What you are asked to do » Pick out each line in the records below that contains the word "flower", and copy those lines out.
━━━━━ Information shown ━━━━━
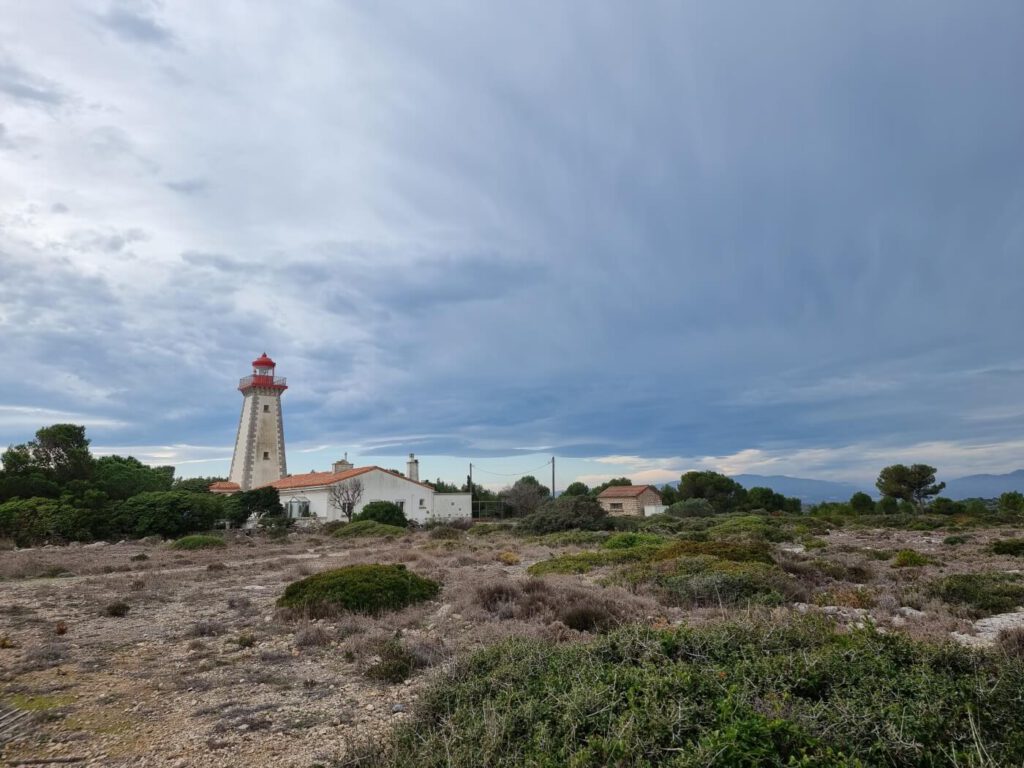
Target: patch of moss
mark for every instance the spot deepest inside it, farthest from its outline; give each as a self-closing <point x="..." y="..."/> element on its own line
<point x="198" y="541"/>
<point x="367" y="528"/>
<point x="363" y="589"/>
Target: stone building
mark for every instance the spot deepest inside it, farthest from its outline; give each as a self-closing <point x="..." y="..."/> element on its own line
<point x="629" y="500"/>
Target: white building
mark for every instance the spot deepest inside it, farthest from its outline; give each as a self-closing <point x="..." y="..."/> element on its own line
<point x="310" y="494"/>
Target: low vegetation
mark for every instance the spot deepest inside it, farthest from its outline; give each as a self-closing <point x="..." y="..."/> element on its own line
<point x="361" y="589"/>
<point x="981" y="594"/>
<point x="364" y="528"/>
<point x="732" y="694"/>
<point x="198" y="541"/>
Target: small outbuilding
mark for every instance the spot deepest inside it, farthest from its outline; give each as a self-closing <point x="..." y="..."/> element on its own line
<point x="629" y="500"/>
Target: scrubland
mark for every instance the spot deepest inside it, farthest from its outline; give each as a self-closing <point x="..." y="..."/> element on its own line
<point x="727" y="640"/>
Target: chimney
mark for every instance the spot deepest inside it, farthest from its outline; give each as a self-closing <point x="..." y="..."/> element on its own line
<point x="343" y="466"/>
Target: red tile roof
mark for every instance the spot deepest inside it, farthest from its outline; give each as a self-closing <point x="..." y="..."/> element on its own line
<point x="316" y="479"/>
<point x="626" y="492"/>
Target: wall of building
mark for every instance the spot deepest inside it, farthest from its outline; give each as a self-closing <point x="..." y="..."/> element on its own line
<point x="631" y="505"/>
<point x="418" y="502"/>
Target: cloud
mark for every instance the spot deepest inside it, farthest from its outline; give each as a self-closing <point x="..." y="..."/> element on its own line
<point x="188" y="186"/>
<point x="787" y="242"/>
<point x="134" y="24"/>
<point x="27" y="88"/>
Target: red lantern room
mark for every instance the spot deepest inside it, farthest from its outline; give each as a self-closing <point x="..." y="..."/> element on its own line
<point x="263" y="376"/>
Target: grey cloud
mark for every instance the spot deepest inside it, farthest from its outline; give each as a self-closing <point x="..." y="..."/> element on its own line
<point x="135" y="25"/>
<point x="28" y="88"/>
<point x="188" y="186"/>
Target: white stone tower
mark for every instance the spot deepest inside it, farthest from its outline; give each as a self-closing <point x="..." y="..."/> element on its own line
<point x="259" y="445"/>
━━━━━
━━━━━ Information shown ━━━━━
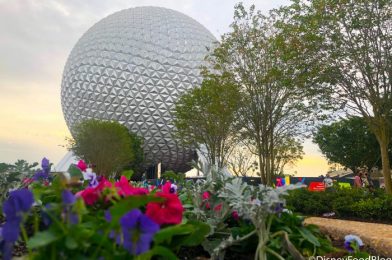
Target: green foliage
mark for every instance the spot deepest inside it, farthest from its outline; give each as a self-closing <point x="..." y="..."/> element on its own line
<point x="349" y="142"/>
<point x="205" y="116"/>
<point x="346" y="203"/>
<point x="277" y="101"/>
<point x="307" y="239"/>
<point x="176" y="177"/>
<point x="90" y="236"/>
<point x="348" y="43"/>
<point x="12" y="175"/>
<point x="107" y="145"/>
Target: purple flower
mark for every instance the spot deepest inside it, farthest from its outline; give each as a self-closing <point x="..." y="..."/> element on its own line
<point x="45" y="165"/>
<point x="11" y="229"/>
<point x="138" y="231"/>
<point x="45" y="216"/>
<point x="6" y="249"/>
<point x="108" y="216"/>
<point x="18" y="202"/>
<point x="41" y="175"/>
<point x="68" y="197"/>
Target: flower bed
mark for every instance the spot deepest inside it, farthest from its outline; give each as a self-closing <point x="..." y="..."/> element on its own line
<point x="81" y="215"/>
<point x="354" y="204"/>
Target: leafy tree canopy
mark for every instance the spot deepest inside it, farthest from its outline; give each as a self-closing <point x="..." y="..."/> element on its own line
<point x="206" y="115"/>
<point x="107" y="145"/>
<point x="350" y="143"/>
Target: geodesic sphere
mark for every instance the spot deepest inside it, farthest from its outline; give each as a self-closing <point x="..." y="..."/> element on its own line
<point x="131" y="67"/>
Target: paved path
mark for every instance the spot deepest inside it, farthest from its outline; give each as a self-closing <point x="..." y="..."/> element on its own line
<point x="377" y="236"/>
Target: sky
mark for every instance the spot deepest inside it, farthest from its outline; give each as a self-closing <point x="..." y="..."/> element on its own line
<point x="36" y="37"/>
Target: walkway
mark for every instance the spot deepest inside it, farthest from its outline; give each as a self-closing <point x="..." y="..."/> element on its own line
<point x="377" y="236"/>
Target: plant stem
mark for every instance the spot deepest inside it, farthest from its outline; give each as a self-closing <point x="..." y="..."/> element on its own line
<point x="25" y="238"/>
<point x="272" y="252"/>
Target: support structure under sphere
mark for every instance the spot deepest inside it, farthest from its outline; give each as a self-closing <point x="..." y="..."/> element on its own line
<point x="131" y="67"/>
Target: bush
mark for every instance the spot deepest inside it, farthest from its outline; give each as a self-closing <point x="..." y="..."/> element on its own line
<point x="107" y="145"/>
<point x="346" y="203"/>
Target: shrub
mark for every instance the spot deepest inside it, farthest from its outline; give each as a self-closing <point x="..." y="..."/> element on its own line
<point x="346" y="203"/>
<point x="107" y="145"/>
━━━━━
Result below »
Target: purple flower
Target: flower bed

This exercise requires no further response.